TRY IT => Which lines of the entries hold the string "belt"? Copy each one.

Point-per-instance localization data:
****************************************

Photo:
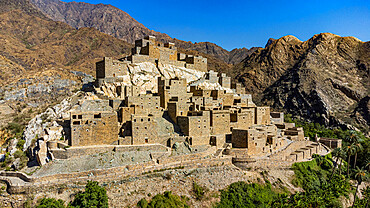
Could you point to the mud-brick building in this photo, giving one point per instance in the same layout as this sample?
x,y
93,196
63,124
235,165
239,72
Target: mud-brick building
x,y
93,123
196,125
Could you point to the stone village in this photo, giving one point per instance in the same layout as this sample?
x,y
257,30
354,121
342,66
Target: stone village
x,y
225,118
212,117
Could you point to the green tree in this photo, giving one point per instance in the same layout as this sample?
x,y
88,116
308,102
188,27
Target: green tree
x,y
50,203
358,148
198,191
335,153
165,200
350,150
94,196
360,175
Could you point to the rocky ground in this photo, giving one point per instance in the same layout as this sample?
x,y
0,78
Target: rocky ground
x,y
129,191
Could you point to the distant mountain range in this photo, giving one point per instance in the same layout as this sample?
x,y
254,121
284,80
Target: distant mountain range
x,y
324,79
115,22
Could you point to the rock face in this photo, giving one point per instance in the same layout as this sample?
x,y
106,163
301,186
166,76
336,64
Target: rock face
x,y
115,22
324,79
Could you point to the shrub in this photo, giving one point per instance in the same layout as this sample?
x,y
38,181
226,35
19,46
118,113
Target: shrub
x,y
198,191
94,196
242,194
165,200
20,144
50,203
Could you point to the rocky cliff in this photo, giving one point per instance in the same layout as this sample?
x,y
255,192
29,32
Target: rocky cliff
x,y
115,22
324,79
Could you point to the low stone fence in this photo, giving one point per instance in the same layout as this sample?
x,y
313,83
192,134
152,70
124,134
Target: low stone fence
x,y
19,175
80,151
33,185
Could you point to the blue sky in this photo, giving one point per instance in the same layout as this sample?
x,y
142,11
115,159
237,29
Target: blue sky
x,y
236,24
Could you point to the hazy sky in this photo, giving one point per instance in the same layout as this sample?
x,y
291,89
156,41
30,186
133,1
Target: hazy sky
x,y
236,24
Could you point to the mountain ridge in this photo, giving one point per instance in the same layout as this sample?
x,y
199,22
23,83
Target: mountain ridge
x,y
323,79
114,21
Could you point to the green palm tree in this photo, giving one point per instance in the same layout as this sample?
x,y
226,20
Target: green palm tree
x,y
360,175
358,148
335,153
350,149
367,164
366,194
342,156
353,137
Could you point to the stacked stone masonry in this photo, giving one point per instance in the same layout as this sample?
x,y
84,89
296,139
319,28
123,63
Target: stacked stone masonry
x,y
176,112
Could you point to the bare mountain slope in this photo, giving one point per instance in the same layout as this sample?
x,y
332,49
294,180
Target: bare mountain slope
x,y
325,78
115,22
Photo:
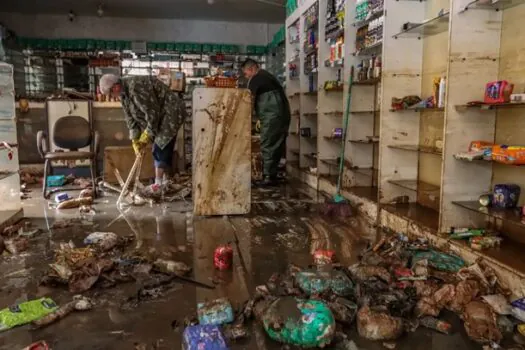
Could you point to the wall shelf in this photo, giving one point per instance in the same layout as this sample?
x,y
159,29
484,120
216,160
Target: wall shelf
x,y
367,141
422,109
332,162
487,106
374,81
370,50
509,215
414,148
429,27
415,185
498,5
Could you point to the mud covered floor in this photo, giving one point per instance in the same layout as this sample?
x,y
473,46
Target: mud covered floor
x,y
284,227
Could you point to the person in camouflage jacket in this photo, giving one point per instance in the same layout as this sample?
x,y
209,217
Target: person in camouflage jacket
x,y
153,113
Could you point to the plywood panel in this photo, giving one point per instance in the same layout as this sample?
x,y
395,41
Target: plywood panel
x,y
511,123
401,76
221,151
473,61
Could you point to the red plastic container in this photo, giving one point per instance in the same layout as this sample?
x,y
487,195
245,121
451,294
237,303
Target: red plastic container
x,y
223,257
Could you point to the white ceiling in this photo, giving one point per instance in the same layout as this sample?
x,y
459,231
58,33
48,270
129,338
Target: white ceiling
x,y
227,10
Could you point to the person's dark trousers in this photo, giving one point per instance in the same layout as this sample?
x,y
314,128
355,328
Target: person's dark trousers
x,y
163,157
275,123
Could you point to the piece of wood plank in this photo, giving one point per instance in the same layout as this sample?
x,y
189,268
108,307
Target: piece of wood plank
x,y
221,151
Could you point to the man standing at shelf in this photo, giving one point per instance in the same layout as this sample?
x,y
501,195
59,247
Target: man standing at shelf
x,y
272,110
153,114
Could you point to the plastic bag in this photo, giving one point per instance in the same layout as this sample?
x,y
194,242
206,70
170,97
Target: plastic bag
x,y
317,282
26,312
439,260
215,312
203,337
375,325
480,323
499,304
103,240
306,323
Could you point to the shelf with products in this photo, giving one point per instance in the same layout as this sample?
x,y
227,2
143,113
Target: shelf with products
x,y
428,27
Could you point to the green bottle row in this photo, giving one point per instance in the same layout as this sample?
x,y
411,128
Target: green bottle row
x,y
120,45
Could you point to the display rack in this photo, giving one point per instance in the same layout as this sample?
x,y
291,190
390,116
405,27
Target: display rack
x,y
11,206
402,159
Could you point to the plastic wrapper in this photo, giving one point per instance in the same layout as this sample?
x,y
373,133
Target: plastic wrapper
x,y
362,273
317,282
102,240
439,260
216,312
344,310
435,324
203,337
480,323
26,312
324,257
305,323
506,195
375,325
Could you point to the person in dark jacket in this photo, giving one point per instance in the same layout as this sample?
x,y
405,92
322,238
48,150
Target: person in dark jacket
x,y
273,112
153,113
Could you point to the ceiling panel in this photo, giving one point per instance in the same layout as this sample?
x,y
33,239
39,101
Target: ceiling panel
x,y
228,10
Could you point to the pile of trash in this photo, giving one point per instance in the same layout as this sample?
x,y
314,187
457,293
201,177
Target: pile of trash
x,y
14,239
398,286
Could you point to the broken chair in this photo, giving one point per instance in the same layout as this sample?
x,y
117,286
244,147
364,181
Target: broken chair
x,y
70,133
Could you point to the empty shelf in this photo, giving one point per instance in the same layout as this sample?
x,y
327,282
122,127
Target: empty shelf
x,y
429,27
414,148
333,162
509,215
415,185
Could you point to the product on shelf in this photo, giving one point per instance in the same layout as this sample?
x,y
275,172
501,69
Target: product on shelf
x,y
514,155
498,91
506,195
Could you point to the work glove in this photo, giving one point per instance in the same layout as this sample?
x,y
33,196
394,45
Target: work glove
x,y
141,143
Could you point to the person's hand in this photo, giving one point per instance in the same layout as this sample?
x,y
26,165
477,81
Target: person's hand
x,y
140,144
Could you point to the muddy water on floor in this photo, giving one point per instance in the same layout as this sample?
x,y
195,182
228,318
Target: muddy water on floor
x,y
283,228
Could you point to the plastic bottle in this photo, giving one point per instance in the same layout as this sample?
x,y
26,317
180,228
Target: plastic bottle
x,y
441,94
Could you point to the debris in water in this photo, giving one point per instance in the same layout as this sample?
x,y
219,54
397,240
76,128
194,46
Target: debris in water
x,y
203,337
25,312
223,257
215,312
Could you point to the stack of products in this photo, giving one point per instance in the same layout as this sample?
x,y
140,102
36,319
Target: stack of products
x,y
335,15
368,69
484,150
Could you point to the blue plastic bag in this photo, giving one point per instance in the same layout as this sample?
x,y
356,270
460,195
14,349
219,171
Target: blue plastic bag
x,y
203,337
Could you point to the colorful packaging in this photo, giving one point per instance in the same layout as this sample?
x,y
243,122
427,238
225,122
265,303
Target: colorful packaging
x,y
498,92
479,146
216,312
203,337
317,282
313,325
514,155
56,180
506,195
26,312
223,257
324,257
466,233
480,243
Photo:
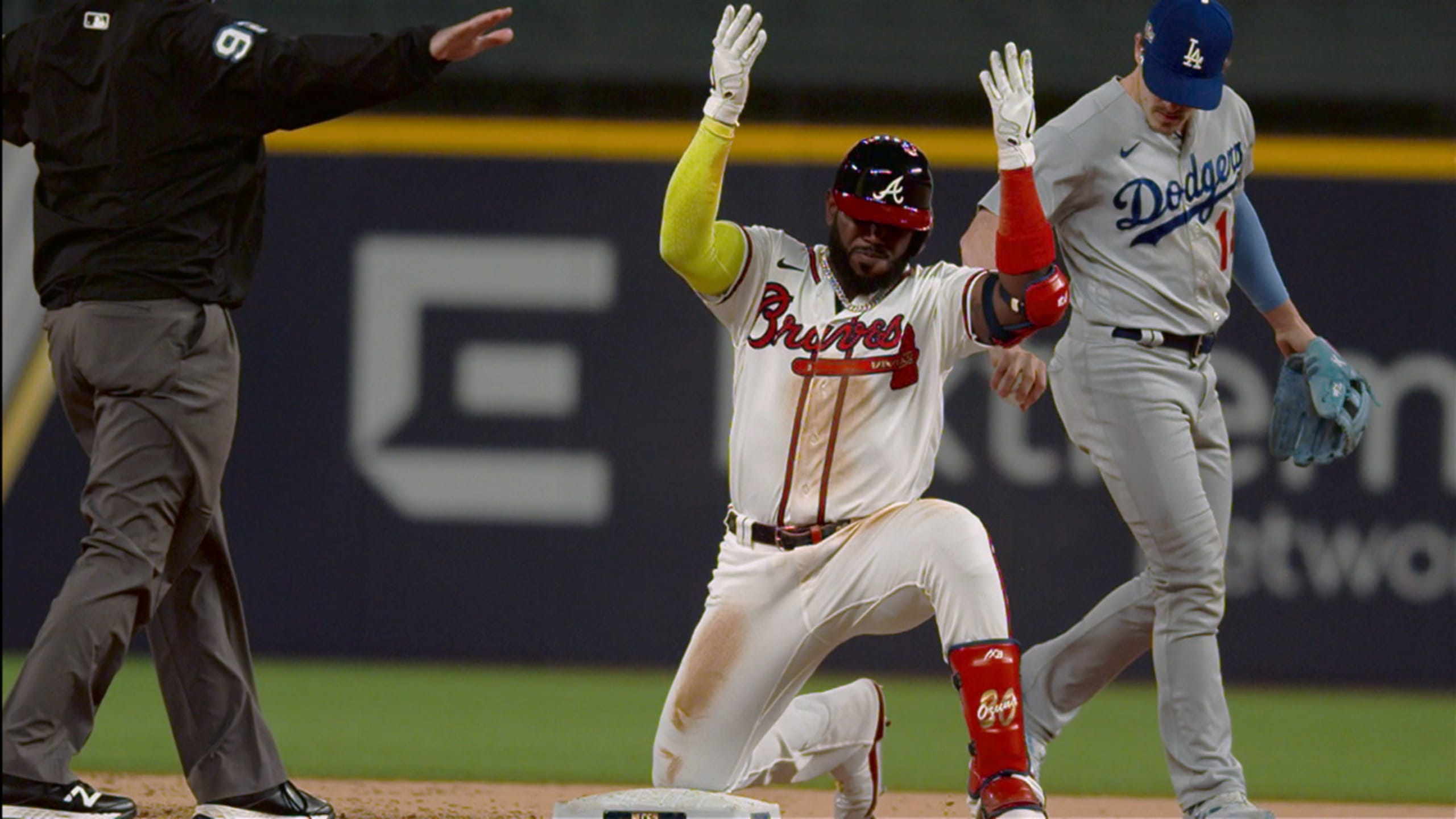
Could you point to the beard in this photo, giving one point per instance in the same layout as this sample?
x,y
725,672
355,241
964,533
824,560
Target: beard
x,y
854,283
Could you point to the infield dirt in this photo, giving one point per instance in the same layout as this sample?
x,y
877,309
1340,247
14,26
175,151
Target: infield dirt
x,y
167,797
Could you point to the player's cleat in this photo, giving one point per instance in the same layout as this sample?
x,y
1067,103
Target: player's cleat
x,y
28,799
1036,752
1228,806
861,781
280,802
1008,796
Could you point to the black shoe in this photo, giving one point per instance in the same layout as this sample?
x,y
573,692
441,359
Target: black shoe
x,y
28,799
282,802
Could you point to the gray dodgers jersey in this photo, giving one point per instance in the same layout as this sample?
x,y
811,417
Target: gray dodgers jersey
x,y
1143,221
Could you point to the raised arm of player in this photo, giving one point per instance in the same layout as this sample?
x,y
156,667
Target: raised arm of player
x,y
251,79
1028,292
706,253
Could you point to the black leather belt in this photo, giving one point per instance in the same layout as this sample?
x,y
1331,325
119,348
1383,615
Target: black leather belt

****************************************

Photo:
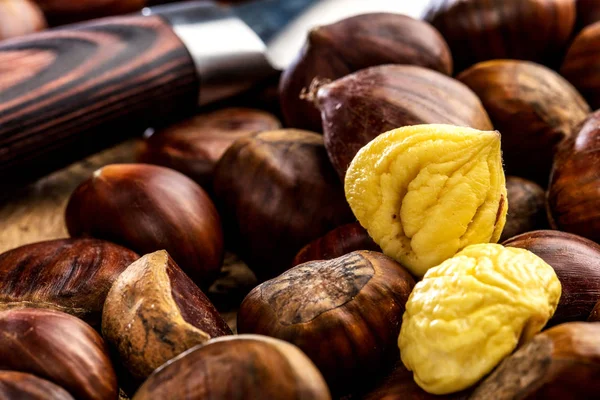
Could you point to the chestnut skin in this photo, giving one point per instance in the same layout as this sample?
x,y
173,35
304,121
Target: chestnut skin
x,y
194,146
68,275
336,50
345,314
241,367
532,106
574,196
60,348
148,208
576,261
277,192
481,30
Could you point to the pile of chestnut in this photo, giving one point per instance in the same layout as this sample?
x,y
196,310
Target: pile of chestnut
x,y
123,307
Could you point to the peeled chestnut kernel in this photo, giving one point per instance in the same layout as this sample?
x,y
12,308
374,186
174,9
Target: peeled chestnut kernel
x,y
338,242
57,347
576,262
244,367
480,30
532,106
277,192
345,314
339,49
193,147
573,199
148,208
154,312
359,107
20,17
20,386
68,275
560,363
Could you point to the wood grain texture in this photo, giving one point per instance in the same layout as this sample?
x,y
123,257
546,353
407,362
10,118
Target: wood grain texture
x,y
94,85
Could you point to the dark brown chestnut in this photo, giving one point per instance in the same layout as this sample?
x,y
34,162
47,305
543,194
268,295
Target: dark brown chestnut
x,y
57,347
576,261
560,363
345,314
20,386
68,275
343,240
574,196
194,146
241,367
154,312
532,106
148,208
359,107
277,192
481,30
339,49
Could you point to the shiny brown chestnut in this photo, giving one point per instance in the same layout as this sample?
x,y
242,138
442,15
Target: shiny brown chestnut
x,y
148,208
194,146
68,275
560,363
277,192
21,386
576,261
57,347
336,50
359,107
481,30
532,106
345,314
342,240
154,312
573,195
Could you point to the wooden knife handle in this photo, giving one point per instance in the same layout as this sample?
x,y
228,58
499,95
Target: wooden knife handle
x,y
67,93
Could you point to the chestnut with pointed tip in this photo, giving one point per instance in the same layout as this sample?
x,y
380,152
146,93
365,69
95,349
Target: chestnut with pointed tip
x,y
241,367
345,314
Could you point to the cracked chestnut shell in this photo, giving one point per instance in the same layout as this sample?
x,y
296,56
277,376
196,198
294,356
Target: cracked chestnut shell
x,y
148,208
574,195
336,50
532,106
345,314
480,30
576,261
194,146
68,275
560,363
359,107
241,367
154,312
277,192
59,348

****************************************

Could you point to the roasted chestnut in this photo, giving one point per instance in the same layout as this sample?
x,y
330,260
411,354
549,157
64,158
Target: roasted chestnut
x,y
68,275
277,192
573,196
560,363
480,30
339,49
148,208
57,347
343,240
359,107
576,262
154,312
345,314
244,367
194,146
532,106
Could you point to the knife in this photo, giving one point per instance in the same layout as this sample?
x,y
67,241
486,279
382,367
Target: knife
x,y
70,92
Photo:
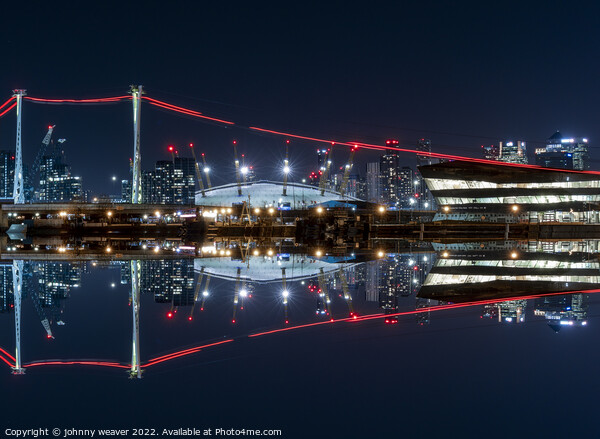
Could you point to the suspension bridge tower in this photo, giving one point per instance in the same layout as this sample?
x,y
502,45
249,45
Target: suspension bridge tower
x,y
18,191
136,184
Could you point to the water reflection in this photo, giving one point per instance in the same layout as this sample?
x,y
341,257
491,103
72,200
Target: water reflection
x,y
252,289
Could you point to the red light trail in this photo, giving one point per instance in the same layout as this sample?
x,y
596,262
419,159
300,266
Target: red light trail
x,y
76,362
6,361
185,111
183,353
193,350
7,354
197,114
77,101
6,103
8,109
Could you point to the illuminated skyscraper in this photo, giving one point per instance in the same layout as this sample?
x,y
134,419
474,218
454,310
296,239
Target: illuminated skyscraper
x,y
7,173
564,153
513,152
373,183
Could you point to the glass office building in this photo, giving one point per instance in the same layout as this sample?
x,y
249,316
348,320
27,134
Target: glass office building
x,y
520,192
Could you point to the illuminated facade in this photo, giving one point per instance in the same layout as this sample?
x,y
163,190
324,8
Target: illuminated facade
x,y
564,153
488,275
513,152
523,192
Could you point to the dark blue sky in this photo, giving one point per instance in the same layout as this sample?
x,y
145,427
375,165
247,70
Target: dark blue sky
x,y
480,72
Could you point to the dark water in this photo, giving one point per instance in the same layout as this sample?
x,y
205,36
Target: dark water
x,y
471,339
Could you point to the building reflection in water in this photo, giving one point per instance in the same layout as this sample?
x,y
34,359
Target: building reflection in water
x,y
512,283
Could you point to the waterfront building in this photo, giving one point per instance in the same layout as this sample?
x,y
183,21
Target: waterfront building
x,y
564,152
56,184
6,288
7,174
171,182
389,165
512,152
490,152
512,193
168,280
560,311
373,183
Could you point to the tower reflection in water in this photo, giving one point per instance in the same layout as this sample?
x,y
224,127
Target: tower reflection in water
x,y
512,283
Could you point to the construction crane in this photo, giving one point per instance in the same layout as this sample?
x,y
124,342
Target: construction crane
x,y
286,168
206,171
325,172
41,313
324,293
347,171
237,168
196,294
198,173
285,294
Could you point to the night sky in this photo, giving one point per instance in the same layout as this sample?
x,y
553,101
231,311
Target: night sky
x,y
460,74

****************************************

EXERCISE ANSWER =>
Could you point to the black leather belt in this photo, giving one point per instance in the same layout as this sample?
Target: black leather belt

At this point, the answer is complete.